任务详情 —
请把下面的全部记录原样照抄一遍，一字不改。

本题记录 —

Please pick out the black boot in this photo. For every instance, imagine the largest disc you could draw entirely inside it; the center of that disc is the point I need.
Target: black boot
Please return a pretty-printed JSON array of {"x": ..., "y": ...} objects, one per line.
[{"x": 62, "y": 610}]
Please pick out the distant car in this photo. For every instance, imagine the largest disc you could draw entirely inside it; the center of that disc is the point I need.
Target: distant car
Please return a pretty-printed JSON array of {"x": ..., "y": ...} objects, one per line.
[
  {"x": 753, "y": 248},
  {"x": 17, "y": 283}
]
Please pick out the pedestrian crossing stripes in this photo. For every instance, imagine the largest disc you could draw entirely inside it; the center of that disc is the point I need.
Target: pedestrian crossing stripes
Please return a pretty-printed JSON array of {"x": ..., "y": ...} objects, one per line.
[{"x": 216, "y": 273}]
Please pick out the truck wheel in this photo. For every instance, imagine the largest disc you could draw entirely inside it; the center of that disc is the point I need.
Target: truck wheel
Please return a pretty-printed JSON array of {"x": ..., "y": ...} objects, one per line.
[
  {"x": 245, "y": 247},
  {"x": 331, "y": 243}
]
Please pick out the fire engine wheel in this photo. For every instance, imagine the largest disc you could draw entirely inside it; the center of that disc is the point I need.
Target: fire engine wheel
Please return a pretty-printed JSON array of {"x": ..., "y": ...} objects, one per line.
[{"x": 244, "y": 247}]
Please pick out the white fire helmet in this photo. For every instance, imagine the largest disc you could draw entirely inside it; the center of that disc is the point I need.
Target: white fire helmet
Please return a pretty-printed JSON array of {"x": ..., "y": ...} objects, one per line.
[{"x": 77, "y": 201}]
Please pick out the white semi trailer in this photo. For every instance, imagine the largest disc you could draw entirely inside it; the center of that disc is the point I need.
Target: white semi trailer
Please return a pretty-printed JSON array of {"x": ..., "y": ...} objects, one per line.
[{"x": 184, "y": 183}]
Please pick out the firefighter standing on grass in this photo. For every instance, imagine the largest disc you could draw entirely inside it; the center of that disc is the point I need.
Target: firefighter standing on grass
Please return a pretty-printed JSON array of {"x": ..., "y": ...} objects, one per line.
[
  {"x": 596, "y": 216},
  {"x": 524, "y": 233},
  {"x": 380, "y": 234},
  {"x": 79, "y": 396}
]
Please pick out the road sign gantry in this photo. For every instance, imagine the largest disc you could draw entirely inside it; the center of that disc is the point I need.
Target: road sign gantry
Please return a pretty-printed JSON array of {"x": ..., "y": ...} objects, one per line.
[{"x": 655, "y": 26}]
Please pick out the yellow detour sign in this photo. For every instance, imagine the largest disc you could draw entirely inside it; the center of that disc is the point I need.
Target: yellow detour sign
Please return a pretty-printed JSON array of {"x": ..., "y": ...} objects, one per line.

本题结果 —
Please pick out the black boot in this photo. For every instance, imagine the largest disc you could draw entirely inside it; the center of that disc is the point I need.
Target: black boot
Please return a pretty-printed JSON array of {"x": ..., "y": ...} objects, one per line.
[{"x": 62, "y": 610}]
Please pick out the distant car in this photo. For every instance, imagine the largest disc you could draw entirely inside it; the center of that disc is the point I need.
Target: distant car
Please return a pretty-printed JSON array of {"x": ..., "y": ...} objects, one per line.
[
  {"x": 753, "y": 248},
  {"x": 17, "y": 283}
]
Please pick out the pedestrian crossing stripes in this photo. For every instance, imagine the largest disc you could draw entirely inside it; the center of that disc is the point I need.
Target: pedestrian crossing stripes
Please return a pretty-printed JSON array of {"x": ..., "y": ...} objects, one per line.
[{"x": 216, "y": 273}]
Please pick out the truck wheel in this photo. For every instance, imagine the largest disc you could draw entirely inside it; the center of that disc is the point I need.
Target: truck wheel
Please return a pretty-printed JSON array of {"x": ..., "y": ...} objects, one per line.
[
  {"x": 245, "y": 247},
  {"x": 331, "y": 243}
]
Please pick out the fire engine wheel in this photo. For every instance, imagine the largest disc you could draw entirely inside it; the center of that disc is the point I need.
Target: fire engine wheel
Please return a pretty-printed JSON array of {"x": ..., "y": ...} objects, one per line.
[{"x": 244, "y": 247}]
Please pick out the white fire helmet in this photo. For every instance, imagine the largest disc you could draw entirely inside it; the center of that disc is the point I need.
Target: white fire helmet
Please return a pretty-printed JSON array of {"x": ..., "y": ...} objects, one per line.
[{"x": 77, "y": 201}]
Please pick out the white semi trailer in this photo. For every instance, imagine the largest disc you could draw entirely inside it; the center of that disc is the point I need.
Target: white semi trailer
Please return a pretty-printed JSON array of {"x": ..., "y": ...} objects, one per line.
[{"x": 184, "y": 183}]
Please pick out the firefighter standing on grass in this photo. For every instance, imagine the largest disc you could draw entirely inside it; the center of that disc is the point I need.
Target: firefighter standing on grass
Please return a pretty-printed JSON array of {"x": ..., "y": ...} objects, one per line.
[
  {"x": 596, "y": 216},
  {"x": 524, "y": 233},
  {"x": 380, "y": 234},
  {"x": 79, "y": 396}
]
Please pick out the road sign gantry in this photo. For every instance, imagine the largest disc you could draw entirely inside it; the center of that disc is the point I need.
Target: road sign gantry
Please return a pretty-printed JSON array of {"x": ..., "y": ...} objects, one per line.
[{"x": 655, "y": 26}]
Please pick out the yellow detour sign in this photo. For every instance, imagine the largest disc you could draw entirely inside it; the center of that disc is the point I need.
Target: yellow detour sign
Please return a pretty-printed JSON array of {"x": ..., "y": ...} objects, one per line.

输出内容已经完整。